### GOAL OF THE EXERCISE
A verbatim reproduction of the lines below, from the line containing "Query: man's mouth" through the line containing "tie knot, each", both ends included, is the whole required output.

────

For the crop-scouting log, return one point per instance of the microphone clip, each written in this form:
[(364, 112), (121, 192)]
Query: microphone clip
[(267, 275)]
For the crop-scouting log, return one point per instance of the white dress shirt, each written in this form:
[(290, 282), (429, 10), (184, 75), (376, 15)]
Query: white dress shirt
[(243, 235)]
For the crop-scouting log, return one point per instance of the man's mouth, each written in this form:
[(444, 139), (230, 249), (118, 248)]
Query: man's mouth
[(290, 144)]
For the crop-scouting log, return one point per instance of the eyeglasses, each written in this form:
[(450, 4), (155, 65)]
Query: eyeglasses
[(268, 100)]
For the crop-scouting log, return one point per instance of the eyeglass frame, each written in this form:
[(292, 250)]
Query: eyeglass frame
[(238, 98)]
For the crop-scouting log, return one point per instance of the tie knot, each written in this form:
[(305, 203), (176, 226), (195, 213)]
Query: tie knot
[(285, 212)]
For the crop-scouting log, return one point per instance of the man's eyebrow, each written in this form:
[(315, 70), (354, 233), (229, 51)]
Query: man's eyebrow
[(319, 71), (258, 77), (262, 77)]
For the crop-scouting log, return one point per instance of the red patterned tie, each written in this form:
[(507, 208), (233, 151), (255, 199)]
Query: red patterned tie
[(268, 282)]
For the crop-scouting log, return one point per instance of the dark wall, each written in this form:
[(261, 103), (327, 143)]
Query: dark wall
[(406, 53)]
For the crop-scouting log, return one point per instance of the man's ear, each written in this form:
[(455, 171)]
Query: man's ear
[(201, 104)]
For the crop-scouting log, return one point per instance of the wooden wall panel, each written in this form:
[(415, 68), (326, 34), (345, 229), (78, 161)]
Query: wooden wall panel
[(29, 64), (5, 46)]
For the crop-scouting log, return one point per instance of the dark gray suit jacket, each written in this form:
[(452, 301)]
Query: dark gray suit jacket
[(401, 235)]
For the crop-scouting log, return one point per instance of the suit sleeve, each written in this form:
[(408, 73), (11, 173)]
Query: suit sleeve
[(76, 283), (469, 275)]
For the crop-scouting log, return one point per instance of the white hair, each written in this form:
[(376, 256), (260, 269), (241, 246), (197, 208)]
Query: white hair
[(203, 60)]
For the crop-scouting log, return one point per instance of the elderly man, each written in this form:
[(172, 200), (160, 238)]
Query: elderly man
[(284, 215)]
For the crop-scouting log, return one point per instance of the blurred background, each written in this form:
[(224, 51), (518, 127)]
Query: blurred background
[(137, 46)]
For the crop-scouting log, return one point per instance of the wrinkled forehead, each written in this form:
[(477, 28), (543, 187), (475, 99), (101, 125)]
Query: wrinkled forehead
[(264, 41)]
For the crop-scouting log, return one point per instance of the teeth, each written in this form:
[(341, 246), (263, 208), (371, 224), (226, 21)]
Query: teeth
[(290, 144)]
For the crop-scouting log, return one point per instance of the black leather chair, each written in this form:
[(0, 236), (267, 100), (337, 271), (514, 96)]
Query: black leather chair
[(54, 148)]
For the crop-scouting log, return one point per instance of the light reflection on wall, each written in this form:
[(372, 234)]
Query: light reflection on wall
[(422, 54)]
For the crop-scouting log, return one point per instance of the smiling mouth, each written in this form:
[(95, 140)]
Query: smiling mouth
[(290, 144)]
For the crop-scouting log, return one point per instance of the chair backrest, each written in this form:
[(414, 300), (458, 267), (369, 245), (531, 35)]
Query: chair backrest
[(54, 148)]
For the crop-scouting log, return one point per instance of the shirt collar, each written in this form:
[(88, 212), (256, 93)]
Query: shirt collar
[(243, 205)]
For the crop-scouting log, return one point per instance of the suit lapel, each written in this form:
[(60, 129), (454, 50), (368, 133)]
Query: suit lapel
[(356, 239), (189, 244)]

────

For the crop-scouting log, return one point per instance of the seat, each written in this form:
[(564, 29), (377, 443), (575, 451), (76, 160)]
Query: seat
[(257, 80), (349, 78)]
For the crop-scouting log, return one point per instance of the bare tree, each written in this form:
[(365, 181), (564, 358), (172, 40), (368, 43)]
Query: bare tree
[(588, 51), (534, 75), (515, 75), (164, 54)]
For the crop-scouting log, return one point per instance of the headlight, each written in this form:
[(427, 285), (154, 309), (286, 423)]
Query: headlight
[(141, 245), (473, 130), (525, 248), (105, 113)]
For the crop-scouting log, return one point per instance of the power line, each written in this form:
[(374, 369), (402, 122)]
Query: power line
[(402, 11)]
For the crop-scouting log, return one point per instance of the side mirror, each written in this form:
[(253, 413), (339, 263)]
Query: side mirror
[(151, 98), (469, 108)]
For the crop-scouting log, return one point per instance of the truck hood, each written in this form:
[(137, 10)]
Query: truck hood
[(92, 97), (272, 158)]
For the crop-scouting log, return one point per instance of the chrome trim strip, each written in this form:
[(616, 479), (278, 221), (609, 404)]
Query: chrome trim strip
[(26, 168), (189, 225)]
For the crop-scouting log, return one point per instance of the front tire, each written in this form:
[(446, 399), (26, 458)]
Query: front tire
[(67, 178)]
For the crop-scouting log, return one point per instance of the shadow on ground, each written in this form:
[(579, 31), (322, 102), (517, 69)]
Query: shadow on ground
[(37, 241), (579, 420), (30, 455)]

────

### ANSWER SPACE
Query: man's mouth
[(290, 144)]
For the crop-scouting log, return one point per instance of the eyeglasses, each written in this form:
[(450, 4), (155, 65)]
Query: eyeglasses
[(268, 100)]
For the crop-scouting log, return one point per instance of the eyeglass frame, each written in this form:
[(292, 250)]
Query: eyeglass frame
[(238, 98)]
For the crop-scouting log, return one point per instance of the tie knot, each written in this form:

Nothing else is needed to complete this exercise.